Activity: The entries that follow should be duplicated in full, without a single alteration.

Available data:
________

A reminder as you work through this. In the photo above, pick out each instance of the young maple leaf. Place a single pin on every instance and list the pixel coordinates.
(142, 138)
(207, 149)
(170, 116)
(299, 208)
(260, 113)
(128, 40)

________

Response:
A reminder as you work through this. In the photo above, pick out each instance of the young maple leaf. Place a single pin on every instance and list the pixel coordinates.
(142, 138)
(207, 149)
(170, 116)
(299, 208)
(260, 113)
(128, 40)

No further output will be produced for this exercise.